:: PROVIDED MATERIAL
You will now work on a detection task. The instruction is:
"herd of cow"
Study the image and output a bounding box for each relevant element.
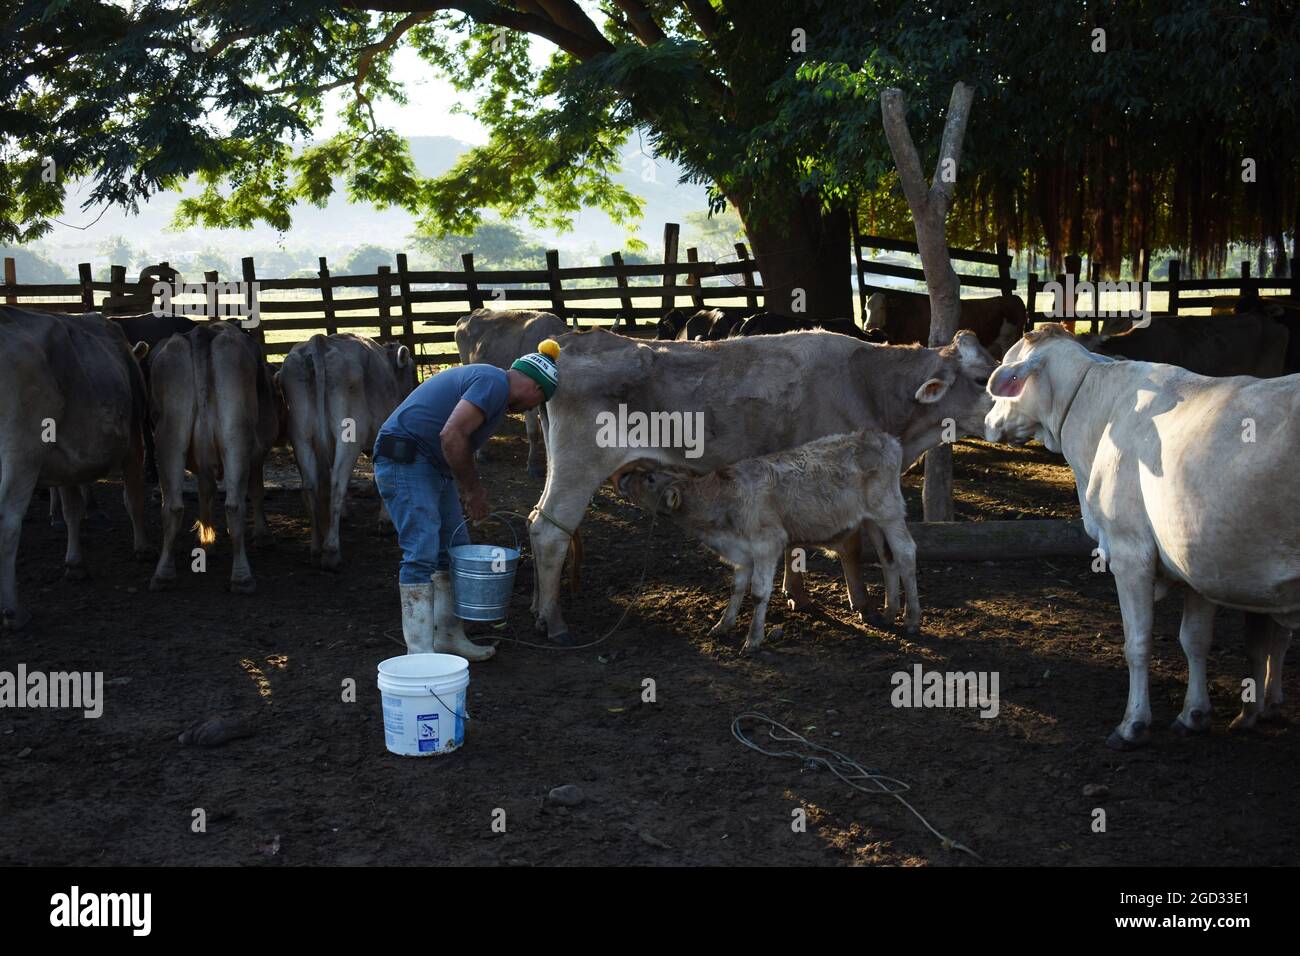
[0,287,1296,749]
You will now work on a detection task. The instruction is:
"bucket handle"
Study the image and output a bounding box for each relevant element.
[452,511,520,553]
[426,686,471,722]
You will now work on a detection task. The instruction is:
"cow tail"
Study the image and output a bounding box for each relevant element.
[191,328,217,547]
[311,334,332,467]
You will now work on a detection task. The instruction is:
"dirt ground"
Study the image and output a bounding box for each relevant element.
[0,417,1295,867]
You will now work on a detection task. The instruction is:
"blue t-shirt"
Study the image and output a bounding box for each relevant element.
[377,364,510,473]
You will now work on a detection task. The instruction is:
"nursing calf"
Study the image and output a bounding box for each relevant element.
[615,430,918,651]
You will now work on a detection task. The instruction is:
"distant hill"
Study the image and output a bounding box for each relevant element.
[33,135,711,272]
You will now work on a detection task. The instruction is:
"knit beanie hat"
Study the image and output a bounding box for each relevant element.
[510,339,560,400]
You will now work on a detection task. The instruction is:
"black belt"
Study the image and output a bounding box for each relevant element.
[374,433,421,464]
::::
REQUIREMENT:
Each entry is to be output exactly, and no picture is to appear.

ANSWER AREA:
You will now work on a detection task. The instruction is:
"herd of cow"
Study the image and output a bounding box for each relevant element.
[0,287,1296,749]
You will now work on a detection task. The instruction is:
"bucket handle"
Study the image and output a bounding box for each relevant element.
[452,511,520,553]
[426,686,471,722]
You will now work on a detection task. The instruction is:
"cow tail"
Study the image and output a bounding box for each relevant element.
[191,328,217,547]
[311,334,332,467]
You will now work on a detection task. The instruction is:
"dirt ground"
Study the image and output a bounding box for each relevant element.
[0,417,1295,867]
You will now work on a detection task. The instruction is:
"blue t-shirt"
Study the image and output a bounding box for each relevant element.
[377,364,510,473]
You will now work on a detection task. The instruction is:
"nursing calf"
Study the image and output a bounding box for each relevant element.
[615,430,918,651]
You will now work on a detection task. The instruction is:
"distant hill"
Study the image and output a bounding box for each relevant element.
[33,135,711,272]
You will now work on a detection task. The instruction is:
"knit beanie hat"
Study the image and output a bounding box for each relevant element.
[510,339,560,400]
You will now work on a detection task. The instruction is:
"black belt"
Study the image and output a bounding box for each relevant element.
[374,433,421,464]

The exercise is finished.